### EXTRACT PROVIDED
========================================================================
In Defense of the Hen
‘HENS have no brains,’ declared the wife of a modern farmer as she chased a fat old Wyandotte toward the roosting-place she should have sought voluntarily.
Before I could challenge the woman’s statement, the hen, by a brilliant strategic movement, completely eluded her pursuer, and with a triumphant cackle disappeared in the tall grass. The method of her escape showed brains, there could be no two opinions about that; but it was her cackle that should have settled any wavering doubt in the mind of her detractor, for that cackle was uttered at exactly the right moment; not an instant too soon, not a second too late. And it takes brains to know just when to cackle.
A glance at the woman’s face decided me to postpone till another time my defense of the hen. The vanquished rarely have an open mind in regard to the merits of the victor.
========================================================================
### PROVIDED MATERIAL
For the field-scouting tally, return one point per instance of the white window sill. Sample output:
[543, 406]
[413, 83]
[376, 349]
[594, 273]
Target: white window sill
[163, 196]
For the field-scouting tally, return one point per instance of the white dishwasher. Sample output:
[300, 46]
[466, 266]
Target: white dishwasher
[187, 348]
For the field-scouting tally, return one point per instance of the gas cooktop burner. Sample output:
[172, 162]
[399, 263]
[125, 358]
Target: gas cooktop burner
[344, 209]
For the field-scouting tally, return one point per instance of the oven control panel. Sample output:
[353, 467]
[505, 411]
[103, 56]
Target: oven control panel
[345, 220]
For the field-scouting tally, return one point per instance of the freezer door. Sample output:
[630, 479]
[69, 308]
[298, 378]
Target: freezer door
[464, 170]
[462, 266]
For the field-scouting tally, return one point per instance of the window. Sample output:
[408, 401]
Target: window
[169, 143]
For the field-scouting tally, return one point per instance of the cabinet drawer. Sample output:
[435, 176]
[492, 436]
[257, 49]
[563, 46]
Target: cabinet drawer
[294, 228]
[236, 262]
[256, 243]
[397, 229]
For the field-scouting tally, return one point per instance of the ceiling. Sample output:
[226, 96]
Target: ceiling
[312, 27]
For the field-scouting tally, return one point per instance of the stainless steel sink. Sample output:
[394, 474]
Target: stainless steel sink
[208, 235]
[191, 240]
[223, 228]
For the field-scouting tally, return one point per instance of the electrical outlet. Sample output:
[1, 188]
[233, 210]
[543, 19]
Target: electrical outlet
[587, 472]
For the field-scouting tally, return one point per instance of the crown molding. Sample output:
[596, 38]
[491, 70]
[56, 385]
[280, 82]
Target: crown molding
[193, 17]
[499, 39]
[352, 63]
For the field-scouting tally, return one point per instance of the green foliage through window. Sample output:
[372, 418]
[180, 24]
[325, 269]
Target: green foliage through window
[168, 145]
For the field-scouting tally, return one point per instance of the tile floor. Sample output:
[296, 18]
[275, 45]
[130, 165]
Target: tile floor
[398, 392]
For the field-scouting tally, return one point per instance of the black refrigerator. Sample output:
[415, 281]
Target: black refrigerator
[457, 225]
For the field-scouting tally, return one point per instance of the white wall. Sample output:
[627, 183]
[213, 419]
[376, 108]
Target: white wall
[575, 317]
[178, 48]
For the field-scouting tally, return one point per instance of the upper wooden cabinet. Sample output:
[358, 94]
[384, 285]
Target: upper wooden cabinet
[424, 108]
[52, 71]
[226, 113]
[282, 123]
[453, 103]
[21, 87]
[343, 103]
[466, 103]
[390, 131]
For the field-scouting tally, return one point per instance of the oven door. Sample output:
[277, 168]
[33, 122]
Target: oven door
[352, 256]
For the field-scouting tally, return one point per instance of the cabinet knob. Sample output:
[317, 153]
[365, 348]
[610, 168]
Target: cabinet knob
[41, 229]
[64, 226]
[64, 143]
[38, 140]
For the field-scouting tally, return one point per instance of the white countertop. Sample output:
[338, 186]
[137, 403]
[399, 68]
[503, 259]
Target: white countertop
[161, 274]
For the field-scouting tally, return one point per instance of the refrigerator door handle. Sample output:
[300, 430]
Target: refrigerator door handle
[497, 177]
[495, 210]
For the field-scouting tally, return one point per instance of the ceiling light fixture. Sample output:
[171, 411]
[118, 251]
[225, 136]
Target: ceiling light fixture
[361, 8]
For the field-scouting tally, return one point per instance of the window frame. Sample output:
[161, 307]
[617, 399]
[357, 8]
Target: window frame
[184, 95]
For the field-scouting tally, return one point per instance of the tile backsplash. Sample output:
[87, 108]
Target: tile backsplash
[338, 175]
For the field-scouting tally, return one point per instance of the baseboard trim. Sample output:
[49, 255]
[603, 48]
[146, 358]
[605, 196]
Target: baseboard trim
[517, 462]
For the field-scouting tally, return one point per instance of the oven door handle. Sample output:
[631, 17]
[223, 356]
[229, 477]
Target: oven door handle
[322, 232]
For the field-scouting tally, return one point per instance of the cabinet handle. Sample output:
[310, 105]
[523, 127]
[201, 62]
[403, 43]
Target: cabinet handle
========================================================================
### EXERCISES
(1) Answer these questions about the hen essay:
(a) What breed is the hen the farmer's wife is chasing?
(b) Where does the hen disappear after escaping?
(c) What does the narrator decide to postpone after glancing at the woman's face?
(2) In the hen essay, write out the passage from "A glance at" to "of the victor." with "postpone" swapped for "put off".

### SOLVED PROBLEMS
(1)
(a) A Wyandotte.
(b) In the tall grass.
(c) The defense of the hen.

(2)
A glance at the woman’s face decided me to put off till another time my defense of the hen. The vanquished rarely have an open mind in regard to the merits of the victor.